Listed entries:
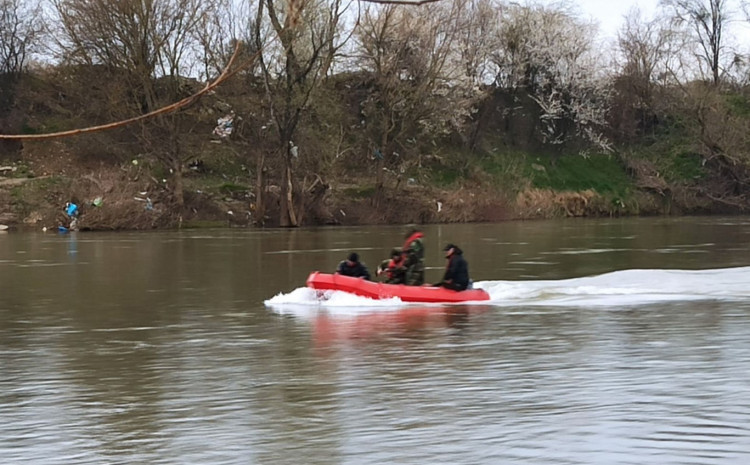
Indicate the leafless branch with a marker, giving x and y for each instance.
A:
(225, 74)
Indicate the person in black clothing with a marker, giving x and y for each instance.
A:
(456, 270)
(353, 267)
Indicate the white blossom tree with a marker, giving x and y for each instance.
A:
(550, 54)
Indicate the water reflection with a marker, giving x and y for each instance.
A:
(158, 348)
(411, 321)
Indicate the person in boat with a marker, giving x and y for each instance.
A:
(413, 253)
(456, 275)
(393, 268)
(353, 267)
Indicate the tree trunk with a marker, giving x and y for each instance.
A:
(287, 217)
(260, 190)
(178, 190)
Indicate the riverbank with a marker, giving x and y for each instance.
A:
(129, 198)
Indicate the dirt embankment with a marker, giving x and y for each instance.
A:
(125, 198)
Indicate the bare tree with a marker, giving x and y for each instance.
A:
(19, 31)
(148, 44)
(549, 54)
(646, 49)
(307, 38)
(418, 84)
(708, 20)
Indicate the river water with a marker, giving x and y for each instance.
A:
(604, 342)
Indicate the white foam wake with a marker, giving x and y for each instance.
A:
(618, 288)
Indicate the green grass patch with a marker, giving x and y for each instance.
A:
(600, 172)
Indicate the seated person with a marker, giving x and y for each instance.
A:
(353, 267)
(393, 268)
(456, 270)
(413, 252)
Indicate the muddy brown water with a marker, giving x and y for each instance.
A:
(605, 342)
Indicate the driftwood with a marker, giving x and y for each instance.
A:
(225, 74)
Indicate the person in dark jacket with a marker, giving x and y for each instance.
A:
(353, 267)
(456, 270)
(393, 268)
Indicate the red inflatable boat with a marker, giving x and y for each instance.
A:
(376, 290)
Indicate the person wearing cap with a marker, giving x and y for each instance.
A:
(353, 267)
(413, 253)
(393, 268)
(456, 275)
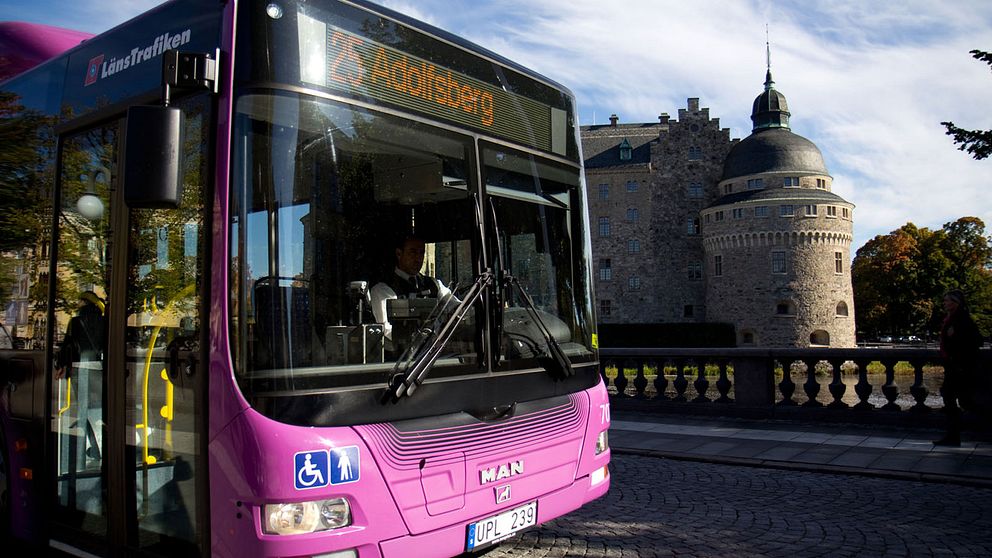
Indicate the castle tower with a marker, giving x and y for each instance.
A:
(777, 241)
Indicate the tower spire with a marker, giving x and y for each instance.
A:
(769, 84)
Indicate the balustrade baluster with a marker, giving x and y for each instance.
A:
(680, 382)
(701, 384)
(724, 384)
(890, 390)
(918, 390)
(787, 387)
(863, 388)
(640, 380)
(837, 387)
(811, 386)
(621, 381)
(661, 382)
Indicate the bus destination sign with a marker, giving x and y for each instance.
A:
(334, 58)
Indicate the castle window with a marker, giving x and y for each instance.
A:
(778, 262)
(785, 308)
(819, 337)
(692, 225)
(695, 271)
(605, 270)
(625, 150)
(604, 226)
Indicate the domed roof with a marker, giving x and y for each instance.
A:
(770, 109)
(772, 147)
(773, 150)
(773, 195)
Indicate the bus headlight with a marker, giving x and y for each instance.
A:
(602, 442)
(306, 517)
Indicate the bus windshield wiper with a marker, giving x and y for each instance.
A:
(558, 365)
(427, 351)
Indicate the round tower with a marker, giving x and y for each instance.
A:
(777, 243)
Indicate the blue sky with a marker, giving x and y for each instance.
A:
(868, 81)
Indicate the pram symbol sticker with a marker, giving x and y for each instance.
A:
(345, 465)
(311, 469)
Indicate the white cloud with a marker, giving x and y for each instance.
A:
(869, 83)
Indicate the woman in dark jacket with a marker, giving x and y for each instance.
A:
(960, 342)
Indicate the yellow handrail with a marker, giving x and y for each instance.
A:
(68, 396)
(167, 411)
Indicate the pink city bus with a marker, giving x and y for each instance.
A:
(289, 278)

Exercise requirements: Rewrite everything from the line containing "Indicate the yellow" down to the end of the listing, requests included. Scale every x and y coordinate in the answers by 1.45 and round each to a whole number, with halves rounded up.

Exercise output:
Indicate the yellow handrail with a marker, giving x and y for each instance.
A:
(99, 574)
(242, 596)
Indicate the pink city bus with a marker, giving x and y for each instance.
A:
(419, 403)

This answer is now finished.